- **Written instruction**: Without the pictures, print each of the records below exactly as it appears.

⟨

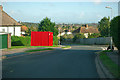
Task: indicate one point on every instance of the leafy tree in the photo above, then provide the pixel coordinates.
(47, 25)
(114, 30)
(104, 26)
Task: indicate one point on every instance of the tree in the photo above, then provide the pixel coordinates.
(104, 26)
(47, 25)
(114, 31)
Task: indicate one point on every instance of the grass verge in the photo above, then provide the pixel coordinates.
(66, 47)
(16, 47)
(110, 65)
(39, 50)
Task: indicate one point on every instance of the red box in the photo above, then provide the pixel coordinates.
(41, 38)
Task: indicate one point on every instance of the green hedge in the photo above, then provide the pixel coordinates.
(26, 41)
(114, 31)
(20, 41)
(55, 40)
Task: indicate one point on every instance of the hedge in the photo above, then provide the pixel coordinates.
(114, 31)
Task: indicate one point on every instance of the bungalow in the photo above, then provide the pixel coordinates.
(8, 24)
(85, 30)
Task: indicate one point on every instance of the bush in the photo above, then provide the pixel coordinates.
(78, 36)
(20, 41)
(114, 31)
(62, 38)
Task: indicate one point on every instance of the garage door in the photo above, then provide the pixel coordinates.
(3, 41)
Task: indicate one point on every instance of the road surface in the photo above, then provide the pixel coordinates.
(77, 62)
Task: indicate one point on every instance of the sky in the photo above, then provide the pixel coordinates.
(60, 12)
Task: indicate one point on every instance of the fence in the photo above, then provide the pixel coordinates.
(92, 41)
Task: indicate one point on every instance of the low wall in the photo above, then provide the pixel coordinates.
(92, 41)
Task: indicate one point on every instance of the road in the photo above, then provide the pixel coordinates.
(77, 62)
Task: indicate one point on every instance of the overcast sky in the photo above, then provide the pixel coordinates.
(60, 12)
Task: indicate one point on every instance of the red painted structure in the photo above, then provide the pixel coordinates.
(41, 38)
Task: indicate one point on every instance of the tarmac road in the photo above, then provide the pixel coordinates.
(77, 62)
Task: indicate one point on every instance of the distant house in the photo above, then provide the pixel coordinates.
(8, 24)
(85, 30)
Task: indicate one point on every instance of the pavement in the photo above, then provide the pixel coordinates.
(80, 61)
(77, 62)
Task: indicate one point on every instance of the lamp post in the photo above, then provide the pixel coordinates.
(109, 30)
(59, 34)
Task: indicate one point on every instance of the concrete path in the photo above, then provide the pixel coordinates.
(77, 62)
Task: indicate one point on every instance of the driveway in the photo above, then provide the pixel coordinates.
(77, 62)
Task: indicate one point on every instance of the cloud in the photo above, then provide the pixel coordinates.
(81, 15)
(97, 1)
(99, 16)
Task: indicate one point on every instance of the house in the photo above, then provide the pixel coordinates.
(8, 24)
(5, 40)
(85, 30)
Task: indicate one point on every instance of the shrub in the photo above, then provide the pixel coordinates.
(20, 41)
(62, 38)
(78, 36)
(114, 31)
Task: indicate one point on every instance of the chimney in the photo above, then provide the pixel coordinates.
(1, 8)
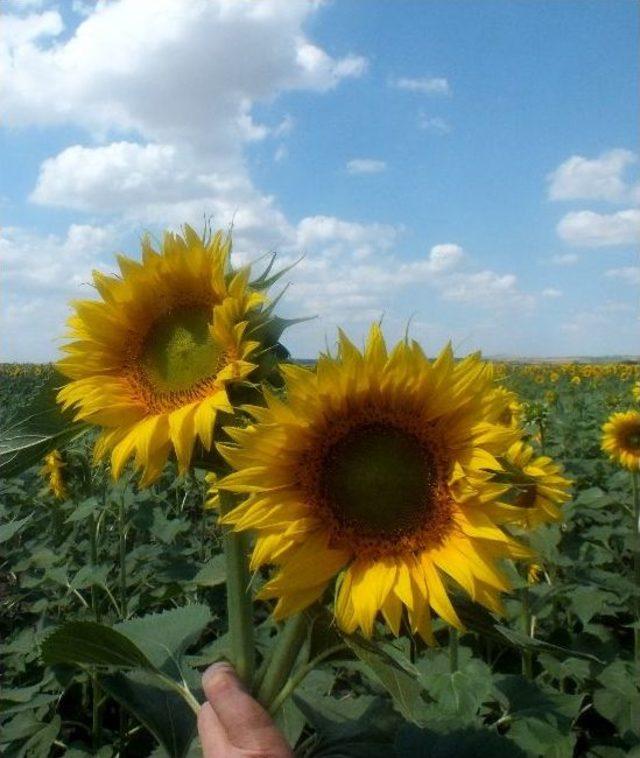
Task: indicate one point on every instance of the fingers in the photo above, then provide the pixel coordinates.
(245, 723)
(213, 738)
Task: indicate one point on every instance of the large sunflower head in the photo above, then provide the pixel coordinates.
(374, 469)
(51, 472)
(621, 439)
(537, 488)
(151, 361)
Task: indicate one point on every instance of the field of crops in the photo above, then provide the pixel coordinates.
(554, 677)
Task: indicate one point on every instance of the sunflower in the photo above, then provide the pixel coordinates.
(537, 488)
(504, 407)
(373, 470)
(150, 363)
(51, 472)
(621, 439)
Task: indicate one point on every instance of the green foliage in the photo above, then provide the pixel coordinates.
(142, 624)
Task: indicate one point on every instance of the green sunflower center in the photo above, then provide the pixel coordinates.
(379, 479)
(179, 351)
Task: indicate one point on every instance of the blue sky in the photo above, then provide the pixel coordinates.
(470, 166)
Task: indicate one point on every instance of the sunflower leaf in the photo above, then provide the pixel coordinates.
(163, 712)
(399, 681)
(37, 429)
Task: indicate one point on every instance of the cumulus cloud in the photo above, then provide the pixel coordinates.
(49, 263)
(590, 229)
(365, 166)
(151, 87)
(445, 256)
(566, 259)
(485, 288)
(601, 178)
(627, 274)
(424, 85)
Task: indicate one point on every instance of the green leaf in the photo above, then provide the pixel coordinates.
(542, 738)
(88, 576)
(461, 743)
(587, 601)
(290, 721)
(400, 681)
(164, 637)
(362, 727)
(39, 744)
(85, 643)
(212, 574)
(83, 510)
(163, 712)
(7, 531)
(619, 700)
(541, 719)
(43, 427)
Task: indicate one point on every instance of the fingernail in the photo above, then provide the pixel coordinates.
(216, 669)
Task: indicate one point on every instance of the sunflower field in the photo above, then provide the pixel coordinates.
(401, 553)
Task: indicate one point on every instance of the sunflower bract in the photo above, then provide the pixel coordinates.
(151, 361)
(377, 469)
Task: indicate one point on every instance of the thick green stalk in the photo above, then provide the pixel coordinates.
(122, 518)
(454, 637)
(290, 641)
(636, 562)
(239, 600)
(527, 656)
(95, 682)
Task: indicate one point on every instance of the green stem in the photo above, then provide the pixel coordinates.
(290, 641)
(527, 656)
(123, 557)
(93, 549)
(95, 682)
(636, 563)
(454, 637)
(239, 600)
(295, 680)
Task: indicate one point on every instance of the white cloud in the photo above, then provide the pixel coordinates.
(281, 153)
(566, 259)
(51, 264)
(627, 274)
(151, 87)
(445, 256)
(609, 327)
(424, 85)
(433, 124)
(365, 166)
(590, 229)
(601, 178)
(485, 288)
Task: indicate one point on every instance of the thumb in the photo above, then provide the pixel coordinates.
(237, 718)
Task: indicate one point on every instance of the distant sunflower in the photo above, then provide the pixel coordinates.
(151, 362)
(373, 468)
(51, 472)
(537, 488)
(504, 407)
(621, 439)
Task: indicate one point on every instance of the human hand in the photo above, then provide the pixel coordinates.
(232, 724)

⟩

- **Solution to this task**:
Task: indicate one point on every instance of the leafy tree in the photo above, then provide the pixel coordinates.
(47, 25)
(114, 30)
(104, 26)
Task: indicate one point on every instance of the tree in the photo above, then provide the pixel coordinates.
(104, 26)
(47, 25)
(114, 31)
Task: indicate one point on every instance of the grass verge in the photo above, then provide the pixel coordinates.
(66, 47)
(16, 47)
(110, 65)
(39, 50)
Task: indicate one point on every instance of the red box in the photo above, then provide the pixel coordinates.
(41, 38)
Task: indicate one point on every instance of the green hedge in the photo above, then provide the pixel coordinates.
(26, 41)
(114, 31)
(20, 41)
(55, 40)
Task: indicate one point on every instance of the hedge in the photo above, then provide the pixel coordinates.
(114, 31)
Task: indicate one point on every instance of the bungalow in the photo above, then provide the pixel coordinates.
(8, 24)
(85, 30)
Task: indicate one point on every instance of the bush in the photo above, then provide the pixel coordinates.
(78, 36)
(20, 41)
(114, 31)
(62, 38)
Task: indicate one point on every instance of the garage door in the photo above, then provide the pixel coordinates.
(3, 41)
Task: indicate one point on every instance of the road surface in the photo above, then provide the pixel coordinates.
(77, 62)
Task: indicate one point on every instance of the sky in the photo above, then provide the pixel coordinates.
(60, 12)
Task: indicate one point on every instance of the fence in the photo above, then provide the pixel coordinates.
(92, 41)
Task: indicate one point on every instance of the low wall in the photo above, then provide the pixel coordinates.
(92, 41)
Task: indicate one point on every instance of the road in the photo above, then provide the pixel coordinates.
(77, 62)
Task: indicate one point on every instance of the overcast sky in the photo above, then provide the pixel coordinates.
(60, 12)
Task: indicate one point on every instance of the red painted structure in the photo above, then provide the pixel coordinates.
(41, 38)
Task: indicate one point on every instance of the tarmac road in the photo above, then provide the pixel coordinates.
(77, 62)
Task: indicate one point on every instance of the distant house in the photo above, then provide the pixel coordinates.
(8, 24)
(85, 30)
Task: indicate one point on every instance of the pavement in the photo above, then provide the pixel coordinates.
(80, 61)
(77, 62)
Task: indicate one point on every instance of the lamp post in the photo above, then provide the pixel coordinates.
(109, 30)
(59, 34)
Task: indicate one point on every instance of the concrete path in the photo above, then provide the pixel coordinates.
(77, 62)
Task: indicate one point on every instance of the driveway in the photo above, then provide the pixel coordinates.
(77, 62)
Task: indicate one point on every instance of the cloud in the photo above, then provide the pixel coordinates.
(81, 15)
(97, 1)
(99, 16)
Task: indicate one point on every instance of the house in the photo above, then provide the pixel coordinates.
(8, 24)
(5, 40)
(85, 30)
Task: indicate one point on every instance of the shrub in the photo above, then provide the pixel coordinates.
(20, 41)
(62, 38)
(78, 36)
(114, 31)
Task: indicate one point on every instance of the chimney in the photo above, then provide the pixel coordinates.
(1, 8)
Task: indicate one point on every instance of the fingers in the photo above, then provide the pixel coordinates.
(245, 723)
(213, 738)
Task: indicate one point on every instance of the large sunflower head in the photo above, then provide the pixel coordinates.
(374, 469)
(51, 472)
(621, 439)
(537, 488)
(151, 361)
Task: indicate one point on every instance of the field of crops in the photo above, then provide the pixel coordinates.
(554, 677)
Task: indicate one point on every instance of the sunflower in the photo above, then provide the pixel coordinates.
(537, 488)
(504, 407)
(373, 470)
(150, 363)
(51, 472)
(621, 439)
Task: indicate one point on every instance of the green foliage in the photo above, then provide the pixel coordinates.
(142, 624)
Task: indicate one point on every instance of the green sunflower center in the photo above, then provide the pixel coordinates.
(379, 479)
(179, 351)
Task: indicate one point on every instance of the blue sky in the photo above, then provide the pixel coordinates.
(470, 166)
Task: indicate one point on every instance of the sunflower leaf in the photo above, then provide the pixel coordinates.
(163, 712)
(399, 681)
(37, 429)
Task: indicate one point on every instance of the cumulus cloud in the photo above, then provide the pixel coordinates.
(49, 263)
(590, 229)
(365, 166)
(151, 87)
(445, 256)
(566, 259)
(485, 288)
(601, 178)
(627, 274)
(424, 85)
Task: indicate one point on every instance of the green leaf in the photo above, then provide the pixel coordinates.
(542, 738)
(88, 576)
(461, 743)
(587, 601)
(290, 721)
(400, 681)
(164, 637)
(362, 727)
(39, 744)
(85, 643)
(212, 574)
(83, 510)
(163, 712)
(7, 531)
(619, 700)
(541, 719)
(43, 427)
Task: indicate one point on every instance of the fingernail in the photo above, then provide the pixel coordinates.
(216, 669)
Task: indicate one point on every instance of the sunflower field in the photo above, then provide the pixel coordinates.
(401, 553)
Task: indicate one point on every instance of the sunflower bract in the photo above, then provide the pixel coordinates.
(151, 361)
(377, 469)
Task: indicate one point on every instance of the thick green stalk in the photo above, then provide the pixel coordinates.
(122, 518)
(454, 637)
(290, 641)
(636, 562)
(239, 600)
(527, 656)
(95, 682)
Task: indicate one point on every instance of the green stem in the photo above, then provide the pixel coordinates.
(290, 641)
(527, 656)
(123, 557)
(93, 549)
(95, 682)
(636, 563)
(454, 637)
(239, 600)
(295, 680)
Task: indicate one point on every instance of the white cloud in the photo above, then provide the pixel coordinates.
(281, 153)
(566, 259)
(51, 264)
(627, 274)
(151, 87)
(445, 256)
(609, 327)
(424, 85)
(433, 124)
(365, 166)
(590, 229)
(601, 178)
(485, 288)
Task: indicate one point on every instance of the thumb in the photo above, then provide the pixel coordinates.
(237, 718)
Task: indicate one point on every instance of the distant sunflower in the photo above, then provide the pixel coordinates.
(151, 362)
(373, 468)
(51, 472)
(537, 488)
(504, 407)
(621, 439)
Task: indicate one point on every instance of the human hand in the photo above, then provide the pixel coordinates.
(232, 724)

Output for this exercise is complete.